───── Extrait source ─────

Ce qui était prévisible est arrivé: les deux grandes forces qui dirigeaient la France depuis les années 1970, la droite modérée et le PS, ont été désavouées. La droite s’en sort mieux et peut encore vouloir exister, les déboires de François Fillon ne lui ayant fait perdre que deux ou trois points, qui certes lui ont coûté une élection qui semblait au départ facile; mais on la voit divisée entre amis du centre et conservateurs dont certains ne s’effraient pas d’un soutien au FN. Quant au PS, il est en train d’imploser. Le résultat de son candidat Benoît Hamon est tout simplement catastrophique, les socialistes s’étant séparés en trois familles, le noyau dur mais faible autour du vainqueur de la primaire, les ralliés au centriste Macron et ceux qui ont rejoint Jean-Luc Mélenchon. Si le bloc de la droite modérée se maintient encore, en revanche on assiste à la probable disparition du bloc de la gauche modérée, prévisible par les tensions du dernier quinquennat entre les libéraux du gouvernement et les frondeurs, ex-ministres ou parlementaires.

───── Données fournies ─────

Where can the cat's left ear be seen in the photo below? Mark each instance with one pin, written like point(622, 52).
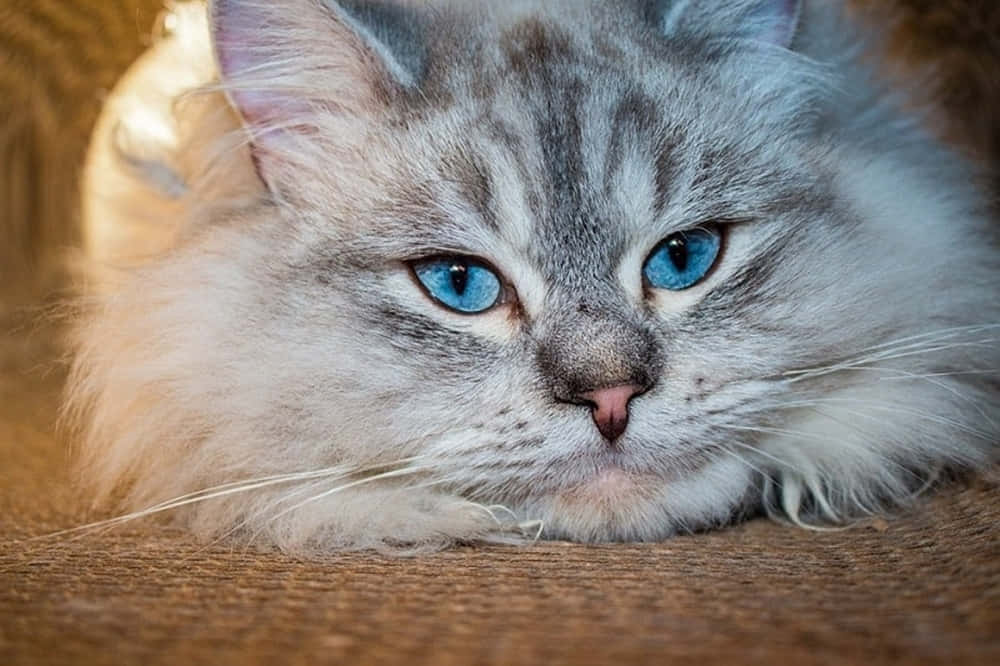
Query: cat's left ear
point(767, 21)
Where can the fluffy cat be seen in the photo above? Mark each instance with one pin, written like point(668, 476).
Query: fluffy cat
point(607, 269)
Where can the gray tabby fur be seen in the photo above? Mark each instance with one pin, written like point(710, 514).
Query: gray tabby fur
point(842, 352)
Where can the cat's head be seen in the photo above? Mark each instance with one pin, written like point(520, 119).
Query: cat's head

─────

Répondez aux questions suivantes sur l'extrait consacré au désaveu de la droite modérée et du PS.
(a) Depuis quand ces deux grandes forces dirigeaient-elles la France ?
(b) Combien de points les déboires de François Fillon ont-ils fait perdre à la droite ?
(c) Entre qui les tensions du dernier quinquennat se sont-elles produites ?

Solution ci-dessous:
(a) Elles dirigeaient la France depuis les années 1970.
(b) Ils lui ont fait perdre deux ou trois points.
(c) Elles se sont produites entre les libéraux du gouvernement et les frondeurs, ex-ministres ou parlementaires.